**ЦЕЛЬ A:** Сократите абзац текста о проблеме зла, начинающийся словами «Но философия единобожия у стоиков иная», или изложите его списком, сохранив основные факты.
**ЦЕЛЬ B:** Скопируйте, пожалуйста, из текста о проблеме зла дословно отрывок, начиная со слов «Все эти философские» и заканчивая словами «античности – со Стоей.».
====== ПРЕДЛОЖЕННЫЙ ТЕКСТ
Существовала другая традиция, полагавшая благом удовольствие, а злом соответственно страдание: это, в первую очередь, Эпикур и отчасти сократики (Киренская школа). Для них зло не релятивно, но зато вполне и всегда субъективно.

Все эти философские школы не ставили вопроса о субстанциальности зла: «плохое», «дурное», «злое» для них всегда акцидентальные свойства или состояния.

Все платоники исходят из того, что зло есть и что зло есть зло, а не просто слово, которым мы иногда обозначаем «меньшее благо». В этом пункте они расходятся с другой влиятельнейшей философской традицией античности – со Стоей.

Как и школа Платона, Стоя проповедует единобожие: единственная причина всего сущего – вечный, благой бог. Поэтому и для стоиков не менее актуальна проблема теодицеи, которая чаще всего ставится у них в таких приблизительно формулировках: «Почему Бог попускает страдания праведников?» и «Как возможна свобода выбора, если есть Провидение?».

Но философия единобожия у стоиков иная, чем у Платона; это своего рода материалистический пантеизм. Если для Платона Единое-Благо находится «по ту сторону всего сущего», то есть Бог трансцендентен, то для стоиков вся вселенная – тело божества, а единый дух, благое провидение, – его формальная сторона. У Платона божество – причина вещи, существующая «отдельно», «сама по себе»; у стоиков всякая вещь – часть божественного космического целого. Если какая-то вещь дурна, то бог не причина зла, а само зло.

Таким образом, проблема зла для стоиков еще острее; и решается она у них радикальнее: зла нет. Зло – иллюзия, представляющаяся некой части вселенной, потому что она – всего лишь часть. В целом зла нет; совокупное бытие совершенно. Физического зла нет заведомо, ибо природа – сам Бог. Моральное зло имеет место постольку, поскольку его носитель не знает природы вещей, не понимает совершенства целого и вопреки истине утверждает себя как частного индивида; как только он осознает себя как часть божественного мироздания, как звук мировой гармонии, иллюзия зла для него исчезнет. Плотин приводит характерный стоический пример, объясняющий природу зла: представьте, что на театральной сцене танцует большой хор. Он исполняет гармоничную песню из великолепной трагедии, ни один танцор не сбивается с шага, рисунок танца прекрасен и доставляет наслаждение зрителям и исполнителям. А под ногами у хора путается маленькая черепаха. Она не понимает замысла трагедии, не слышит музыки, не видит рисунка танца и все время получает удары ногами. Черепаху затопчут – для нее этот танец зло. Она могла бы избежать зла, если бы научилась понимать замысел целого; тогда она знала бы, куда ползти, чтобы не попасть под ноги танцоров; пожалуй, она и сама включилась бы в него с наслаждением.
============
====== ИСХОДНЫЕ ДАННЫЕ
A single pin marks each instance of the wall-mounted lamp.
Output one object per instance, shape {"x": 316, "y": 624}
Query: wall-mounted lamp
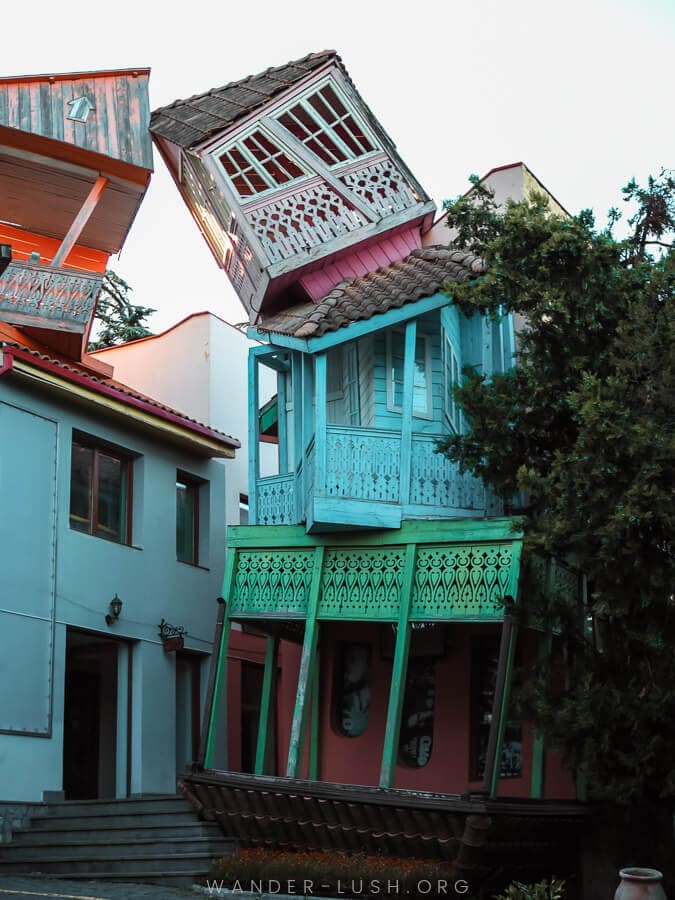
============
**ВЕРНЫЙ ОТВЕТ A:**
- Единобожие у стоиков иное, чем у Платона: это материалистический пантеизм.
- У Платона Единое-Благо трансцендентно и находится «по ту сторону всего сущего». У стоиков вся вселенная — тело божества, а единый дух, благое провидение, — его формальная сторона.
- У Платона божество — причина вещи, существующая «отдельно», «сама по себе». У стоиков всякая вещь — часть божественного космического целого.
- Поэтому у стоиков, если вещь дурна, бог не причина зла, а само зло.

**ВЕРНЫЙ ОТВЕТ B:**
Все эти философские школы не ставили вопроса о субстанциальности зла: «плохое», «дурное», «злое» для них всегда акцидентальные свойства или состояния.

Все платоники исходят из того, что зло есть и что зло есть зло, а не просто слово, которым мы иногда обозначаем «меньшее благо». В этом пункте они расходятся с другой влиятельнейшей философской традицией античности – со Стоей.